[DATA EXTRACT — start]

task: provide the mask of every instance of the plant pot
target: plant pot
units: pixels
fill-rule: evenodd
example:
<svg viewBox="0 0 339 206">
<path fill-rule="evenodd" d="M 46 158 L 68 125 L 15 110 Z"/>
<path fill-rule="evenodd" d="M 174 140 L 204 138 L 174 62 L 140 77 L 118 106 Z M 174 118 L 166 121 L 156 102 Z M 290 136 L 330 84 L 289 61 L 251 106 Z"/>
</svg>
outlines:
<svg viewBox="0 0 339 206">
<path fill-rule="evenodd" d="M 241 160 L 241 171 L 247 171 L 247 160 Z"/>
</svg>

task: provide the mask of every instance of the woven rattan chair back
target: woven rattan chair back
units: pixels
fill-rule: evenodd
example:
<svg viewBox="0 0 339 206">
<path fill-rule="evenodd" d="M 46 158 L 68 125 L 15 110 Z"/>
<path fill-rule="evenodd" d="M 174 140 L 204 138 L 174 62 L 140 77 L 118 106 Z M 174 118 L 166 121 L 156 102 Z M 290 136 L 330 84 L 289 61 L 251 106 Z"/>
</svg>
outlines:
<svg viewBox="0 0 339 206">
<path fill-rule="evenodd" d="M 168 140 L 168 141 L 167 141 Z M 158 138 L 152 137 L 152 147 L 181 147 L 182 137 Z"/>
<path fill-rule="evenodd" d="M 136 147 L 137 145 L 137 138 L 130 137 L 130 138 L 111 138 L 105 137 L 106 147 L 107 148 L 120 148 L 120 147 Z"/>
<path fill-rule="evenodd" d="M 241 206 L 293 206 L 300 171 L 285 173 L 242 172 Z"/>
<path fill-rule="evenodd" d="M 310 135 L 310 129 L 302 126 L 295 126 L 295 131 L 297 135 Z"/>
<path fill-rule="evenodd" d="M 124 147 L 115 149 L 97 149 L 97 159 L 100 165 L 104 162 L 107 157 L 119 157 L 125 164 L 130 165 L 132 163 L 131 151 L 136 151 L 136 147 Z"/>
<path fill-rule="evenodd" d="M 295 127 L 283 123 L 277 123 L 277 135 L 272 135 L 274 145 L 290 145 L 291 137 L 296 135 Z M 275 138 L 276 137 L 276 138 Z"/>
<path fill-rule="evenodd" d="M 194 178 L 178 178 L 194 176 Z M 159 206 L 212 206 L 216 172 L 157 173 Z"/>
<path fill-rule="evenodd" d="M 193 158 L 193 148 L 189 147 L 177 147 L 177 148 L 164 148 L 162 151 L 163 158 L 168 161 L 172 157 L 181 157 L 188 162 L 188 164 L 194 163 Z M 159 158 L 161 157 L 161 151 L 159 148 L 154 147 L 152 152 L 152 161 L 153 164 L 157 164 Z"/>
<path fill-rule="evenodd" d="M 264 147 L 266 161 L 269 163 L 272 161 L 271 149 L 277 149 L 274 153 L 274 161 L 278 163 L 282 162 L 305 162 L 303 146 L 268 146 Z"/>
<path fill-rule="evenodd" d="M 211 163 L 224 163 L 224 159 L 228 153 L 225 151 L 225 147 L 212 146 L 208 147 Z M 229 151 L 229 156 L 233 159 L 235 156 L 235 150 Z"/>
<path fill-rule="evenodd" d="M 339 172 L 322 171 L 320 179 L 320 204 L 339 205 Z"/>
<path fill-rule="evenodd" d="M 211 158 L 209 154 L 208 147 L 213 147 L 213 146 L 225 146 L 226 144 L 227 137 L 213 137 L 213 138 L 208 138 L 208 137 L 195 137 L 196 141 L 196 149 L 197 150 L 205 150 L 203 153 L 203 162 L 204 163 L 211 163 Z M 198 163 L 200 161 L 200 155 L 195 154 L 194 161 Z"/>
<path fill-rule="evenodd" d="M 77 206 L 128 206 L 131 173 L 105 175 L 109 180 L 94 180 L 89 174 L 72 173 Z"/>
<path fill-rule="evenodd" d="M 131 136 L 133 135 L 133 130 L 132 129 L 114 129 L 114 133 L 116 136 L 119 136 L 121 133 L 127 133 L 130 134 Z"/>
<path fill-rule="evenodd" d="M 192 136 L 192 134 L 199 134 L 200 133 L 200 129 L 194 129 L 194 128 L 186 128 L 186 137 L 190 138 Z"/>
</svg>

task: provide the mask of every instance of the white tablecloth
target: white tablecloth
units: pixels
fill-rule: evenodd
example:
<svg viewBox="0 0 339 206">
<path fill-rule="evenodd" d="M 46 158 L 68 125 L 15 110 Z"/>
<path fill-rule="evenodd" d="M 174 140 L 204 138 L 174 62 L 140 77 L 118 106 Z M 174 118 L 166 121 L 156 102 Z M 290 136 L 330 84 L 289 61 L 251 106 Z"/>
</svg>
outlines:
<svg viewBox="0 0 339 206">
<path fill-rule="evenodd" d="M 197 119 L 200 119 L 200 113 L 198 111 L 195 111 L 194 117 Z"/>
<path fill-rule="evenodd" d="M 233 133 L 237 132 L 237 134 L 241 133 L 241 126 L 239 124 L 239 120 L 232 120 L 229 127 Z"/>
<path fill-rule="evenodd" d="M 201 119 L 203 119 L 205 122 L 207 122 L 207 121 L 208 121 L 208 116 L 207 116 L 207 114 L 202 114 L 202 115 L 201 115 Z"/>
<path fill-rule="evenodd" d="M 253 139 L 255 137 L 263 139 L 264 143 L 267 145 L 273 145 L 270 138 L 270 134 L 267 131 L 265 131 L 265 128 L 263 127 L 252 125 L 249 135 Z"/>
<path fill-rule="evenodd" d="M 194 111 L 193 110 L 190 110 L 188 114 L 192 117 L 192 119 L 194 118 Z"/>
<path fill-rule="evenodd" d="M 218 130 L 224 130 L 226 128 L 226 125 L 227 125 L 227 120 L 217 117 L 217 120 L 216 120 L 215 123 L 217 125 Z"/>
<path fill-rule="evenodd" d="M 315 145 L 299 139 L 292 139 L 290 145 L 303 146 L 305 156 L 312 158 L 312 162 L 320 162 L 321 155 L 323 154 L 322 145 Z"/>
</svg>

[DATA EXTRACT — finish]
[DATA EXTRACT — start]

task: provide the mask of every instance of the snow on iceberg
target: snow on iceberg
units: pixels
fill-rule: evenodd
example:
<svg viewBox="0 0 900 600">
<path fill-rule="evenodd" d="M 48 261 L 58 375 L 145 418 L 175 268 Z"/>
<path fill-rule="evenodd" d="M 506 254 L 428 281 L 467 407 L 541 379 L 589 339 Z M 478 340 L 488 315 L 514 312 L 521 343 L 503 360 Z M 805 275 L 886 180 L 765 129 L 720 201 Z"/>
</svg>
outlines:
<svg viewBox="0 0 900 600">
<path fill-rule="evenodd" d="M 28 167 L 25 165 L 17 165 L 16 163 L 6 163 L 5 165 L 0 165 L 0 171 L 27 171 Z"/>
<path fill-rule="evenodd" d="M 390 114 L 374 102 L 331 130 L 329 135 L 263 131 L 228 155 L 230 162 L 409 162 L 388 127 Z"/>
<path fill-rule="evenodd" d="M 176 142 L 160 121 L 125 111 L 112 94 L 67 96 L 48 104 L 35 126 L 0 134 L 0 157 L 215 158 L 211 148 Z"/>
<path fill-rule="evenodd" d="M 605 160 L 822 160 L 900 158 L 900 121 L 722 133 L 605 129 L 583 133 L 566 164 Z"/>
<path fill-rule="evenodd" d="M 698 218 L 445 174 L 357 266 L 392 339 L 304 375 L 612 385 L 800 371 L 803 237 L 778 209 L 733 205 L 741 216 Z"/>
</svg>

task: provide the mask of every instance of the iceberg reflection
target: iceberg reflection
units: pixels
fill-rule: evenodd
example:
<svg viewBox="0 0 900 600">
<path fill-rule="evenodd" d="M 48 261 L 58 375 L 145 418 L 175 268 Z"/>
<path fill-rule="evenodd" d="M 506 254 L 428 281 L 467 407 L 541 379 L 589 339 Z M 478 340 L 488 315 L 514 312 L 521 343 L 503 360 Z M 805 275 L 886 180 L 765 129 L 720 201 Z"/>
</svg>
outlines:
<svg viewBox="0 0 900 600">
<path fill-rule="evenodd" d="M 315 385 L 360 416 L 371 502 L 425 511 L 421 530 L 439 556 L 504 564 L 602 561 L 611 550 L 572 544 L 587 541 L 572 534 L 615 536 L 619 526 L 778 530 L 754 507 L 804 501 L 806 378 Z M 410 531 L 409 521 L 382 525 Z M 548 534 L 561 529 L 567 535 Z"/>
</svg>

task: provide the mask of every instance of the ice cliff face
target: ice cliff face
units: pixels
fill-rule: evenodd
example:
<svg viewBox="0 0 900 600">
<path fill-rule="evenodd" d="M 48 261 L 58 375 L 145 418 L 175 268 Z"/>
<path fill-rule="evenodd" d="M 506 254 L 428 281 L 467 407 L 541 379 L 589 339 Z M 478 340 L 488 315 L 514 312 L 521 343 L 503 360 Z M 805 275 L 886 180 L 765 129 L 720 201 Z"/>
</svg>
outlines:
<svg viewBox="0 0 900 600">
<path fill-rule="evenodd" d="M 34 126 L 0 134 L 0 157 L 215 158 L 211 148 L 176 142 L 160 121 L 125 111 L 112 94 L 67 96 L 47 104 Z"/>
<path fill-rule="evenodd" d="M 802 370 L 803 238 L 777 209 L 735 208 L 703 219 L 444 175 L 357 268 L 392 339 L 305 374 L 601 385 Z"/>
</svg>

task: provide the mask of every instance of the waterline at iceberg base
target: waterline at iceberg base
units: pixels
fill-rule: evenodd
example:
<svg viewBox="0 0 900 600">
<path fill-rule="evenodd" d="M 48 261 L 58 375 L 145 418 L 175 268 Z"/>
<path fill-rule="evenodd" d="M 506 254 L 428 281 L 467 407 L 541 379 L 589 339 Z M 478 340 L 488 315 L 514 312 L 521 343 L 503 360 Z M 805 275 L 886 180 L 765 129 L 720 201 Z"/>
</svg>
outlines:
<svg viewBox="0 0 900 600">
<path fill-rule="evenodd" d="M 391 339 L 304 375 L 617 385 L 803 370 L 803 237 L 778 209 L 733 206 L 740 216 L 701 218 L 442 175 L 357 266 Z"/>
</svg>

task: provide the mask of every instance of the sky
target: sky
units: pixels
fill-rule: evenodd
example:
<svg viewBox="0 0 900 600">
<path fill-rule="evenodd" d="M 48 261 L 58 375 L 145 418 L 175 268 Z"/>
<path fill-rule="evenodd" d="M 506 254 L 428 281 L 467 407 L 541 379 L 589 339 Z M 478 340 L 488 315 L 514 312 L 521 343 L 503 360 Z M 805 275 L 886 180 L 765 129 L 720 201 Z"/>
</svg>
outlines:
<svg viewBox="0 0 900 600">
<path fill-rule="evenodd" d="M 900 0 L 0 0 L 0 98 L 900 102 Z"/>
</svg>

[DATA EXTRACT — finish]
[DATA EXTRACT — start]

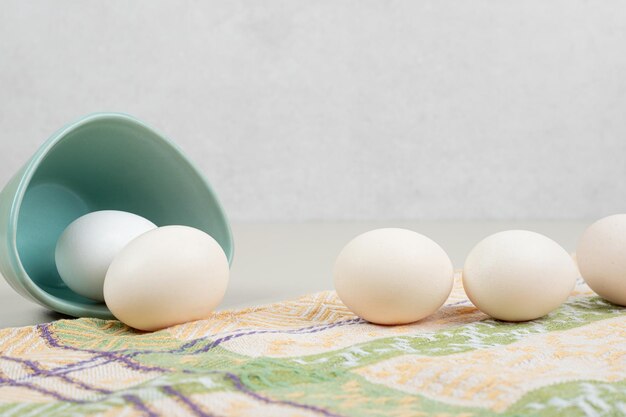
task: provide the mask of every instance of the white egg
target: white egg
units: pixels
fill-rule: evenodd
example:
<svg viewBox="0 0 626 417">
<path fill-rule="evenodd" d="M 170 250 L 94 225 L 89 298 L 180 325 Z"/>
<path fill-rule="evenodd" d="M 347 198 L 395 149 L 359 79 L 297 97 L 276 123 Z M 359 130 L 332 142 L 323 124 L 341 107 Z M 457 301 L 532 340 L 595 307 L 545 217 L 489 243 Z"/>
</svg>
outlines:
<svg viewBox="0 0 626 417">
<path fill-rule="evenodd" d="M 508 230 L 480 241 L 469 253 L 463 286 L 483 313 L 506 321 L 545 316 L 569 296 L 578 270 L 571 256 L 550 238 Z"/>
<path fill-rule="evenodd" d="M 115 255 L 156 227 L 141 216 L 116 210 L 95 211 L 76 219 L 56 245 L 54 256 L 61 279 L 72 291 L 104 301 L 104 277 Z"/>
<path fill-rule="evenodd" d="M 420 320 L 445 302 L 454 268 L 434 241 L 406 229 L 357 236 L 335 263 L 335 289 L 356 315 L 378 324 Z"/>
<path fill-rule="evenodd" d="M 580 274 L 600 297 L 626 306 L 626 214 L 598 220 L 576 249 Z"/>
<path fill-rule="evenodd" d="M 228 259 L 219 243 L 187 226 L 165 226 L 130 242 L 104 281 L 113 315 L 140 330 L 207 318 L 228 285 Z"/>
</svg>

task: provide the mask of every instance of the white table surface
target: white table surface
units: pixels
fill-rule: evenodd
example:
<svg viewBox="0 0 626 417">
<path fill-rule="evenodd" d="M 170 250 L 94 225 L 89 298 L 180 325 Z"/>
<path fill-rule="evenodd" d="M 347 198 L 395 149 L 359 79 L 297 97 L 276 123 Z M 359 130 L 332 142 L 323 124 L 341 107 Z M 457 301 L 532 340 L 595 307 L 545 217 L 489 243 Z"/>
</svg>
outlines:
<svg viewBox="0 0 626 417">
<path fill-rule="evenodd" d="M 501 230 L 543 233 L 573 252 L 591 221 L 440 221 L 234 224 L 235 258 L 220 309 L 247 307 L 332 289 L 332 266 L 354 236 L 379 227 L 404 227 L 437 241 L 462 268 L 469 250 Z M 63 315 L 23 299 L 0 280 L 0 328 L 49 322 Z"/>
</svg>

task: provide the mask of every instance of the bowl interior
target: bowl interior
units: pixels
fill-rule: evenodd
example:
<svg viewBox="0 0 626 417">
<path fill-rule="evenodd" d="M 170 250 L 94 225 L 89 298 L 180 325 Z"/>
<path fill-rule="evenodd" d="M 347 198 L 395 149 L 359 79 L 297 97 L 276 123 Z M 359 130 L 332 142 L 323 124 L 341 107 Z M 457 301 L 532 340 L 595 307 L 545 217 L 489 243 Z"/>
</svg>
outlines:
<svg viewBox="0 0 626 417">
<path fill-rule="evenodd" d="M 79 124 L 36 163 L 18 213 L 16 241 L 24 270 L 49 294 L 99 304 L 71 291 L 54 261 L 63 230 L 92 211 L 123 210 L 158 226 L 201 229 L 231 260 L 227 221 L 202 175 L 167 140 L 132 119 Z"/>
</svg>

[DATA EXTRACT — finish]

### WORK REQUIRED
Counting only lines of the data above that hold "rattan", report the total and nothing else.

### EXERCISE RESULT
2